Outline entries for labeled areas
━━━━━━━━━━━━━━━━━━━━━━━━━━━━━━

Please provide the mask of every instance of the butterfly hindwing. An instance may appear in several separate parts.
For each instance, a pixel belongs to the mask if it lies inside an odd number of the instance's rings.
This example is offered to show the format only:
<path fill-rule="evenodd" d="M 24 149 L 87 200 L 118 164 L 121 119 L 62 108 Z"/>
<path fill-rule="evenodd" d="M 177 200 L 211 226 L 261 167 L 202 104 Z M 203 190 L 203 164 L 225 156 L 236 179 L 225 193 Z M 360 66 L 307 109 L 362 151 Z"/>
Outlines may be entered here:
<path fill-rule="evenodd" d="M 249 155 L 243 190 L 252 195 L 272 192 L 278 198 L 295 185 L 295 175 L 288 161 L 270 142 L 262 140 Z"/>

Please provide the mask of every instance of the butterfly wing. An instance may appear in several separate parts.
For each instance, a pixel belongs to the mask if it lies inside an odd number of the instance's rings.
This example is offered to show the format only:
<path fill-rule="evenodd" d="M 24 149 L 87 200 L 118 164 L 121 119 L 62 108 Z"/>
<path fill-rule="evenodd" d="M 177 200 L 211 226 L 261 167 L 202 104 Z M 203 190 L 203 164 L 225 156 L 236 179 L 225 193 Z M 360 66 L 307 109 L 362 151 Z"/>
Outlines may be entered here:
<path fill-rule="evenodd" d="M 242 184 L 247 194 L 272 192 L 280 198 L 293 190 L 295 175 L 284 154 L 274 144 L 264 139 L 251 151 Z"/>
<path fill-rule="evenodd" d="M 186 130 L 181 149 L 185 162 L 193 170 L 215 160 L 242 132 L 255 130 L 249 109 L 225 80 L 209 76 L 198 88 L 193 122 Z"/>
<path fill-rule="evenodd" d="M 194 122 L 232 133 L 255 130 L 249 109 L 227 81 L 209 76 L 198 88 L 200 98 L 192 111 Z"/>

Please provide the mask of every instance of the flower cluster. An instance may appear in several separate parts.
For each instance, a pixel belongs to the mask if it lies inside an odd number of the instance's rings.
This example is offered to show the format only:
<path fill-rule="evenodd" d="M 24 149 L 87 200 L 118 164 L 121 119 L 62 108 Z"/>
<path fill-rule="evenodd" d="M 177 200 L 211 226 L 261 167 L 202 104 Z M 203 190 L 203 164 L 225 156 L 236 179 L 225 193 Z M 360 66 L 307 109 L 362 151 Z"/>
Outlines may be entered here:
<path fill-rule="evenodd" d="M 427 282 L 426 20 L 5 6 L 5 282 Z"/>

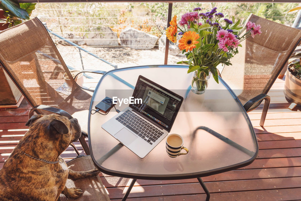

━━━━━━━━━━━━━━━━━━━━━━━━━━━━━━

== SET PROBLEM ==
Could you reproduce, word for word, the lines of the listing starting at the line containing "Please provide the mask of every instance of the butterfly wing." and ending at the end of the listing? Leave the pictures out of your answer.

== ANSWER TO THE TASK ==
Please provide the mask of every instance of the butterfly wing. An instance may appear in several separate parts.
For each instance, a pixel belongs to the mask if it lies inside an odd number of the instance's rings.
This example is offered to show the format only:
<path fill-rule="evenodd" d="M 24 149 L 87 200 L 118 164 L 121 119 L 62 108 Z"/>
<path fill-rule="evenodd" d="M 177 200 L 211 226 L 261 167 L 202 104 Z M 203 190 L 203 164 L 225 156 L 236 179 L 225 193 Z M 360 66 L 307 109 L 362 151 Z"/>
Outlines may be entered here:
<path fill-rule="evenodd" d="M 242 184 L 247 194 L 272 192 L 280 198 L 293 190 L 295 175 L 284 154 L 274 144 L 264 139 L 251 151 Z"/>
<path fill-rule="evenodd" d="M 186 130 L 181 149 L 185 162 L 193 170 L 215 160 L 242 132 L 255 130 L 249 109 L 225 80 L 209 76 L 198 88 L 193 122 Z"/>
<path fill-rule="evenodd" d="M 194 122 L 232 133 L 255 130 L 249 109 L 227 81 L 209 76 L 198 88 L 200 98 L 192 111 Z"/>

Please provide the mask of every instance of the flower cluster. An instance may appear in several separate parts.
For each instance, a pixel belongs to the mask if it lies inside an odd number of the instance's rings.
This example is offered to show the format only:
<path fill-rule="evenodd" d="M 24 149 L 87 200 L 118 164 L 121 119 L 62 108 Z"/>
<path fill-rule="evenodd" d="M 177 200 L 211 226 L 261 167 L 202 104 Z M 203 190 L 203 164 L 225 156 L 236 179 L 225 193 Z M 360 66 L 307 109 L 362 151 Z"/>
Outlines may be entered here:
<path fill-rule="evenodd" d="M 427 282 L 426 20 L 5 6 L 5 282 Z"/>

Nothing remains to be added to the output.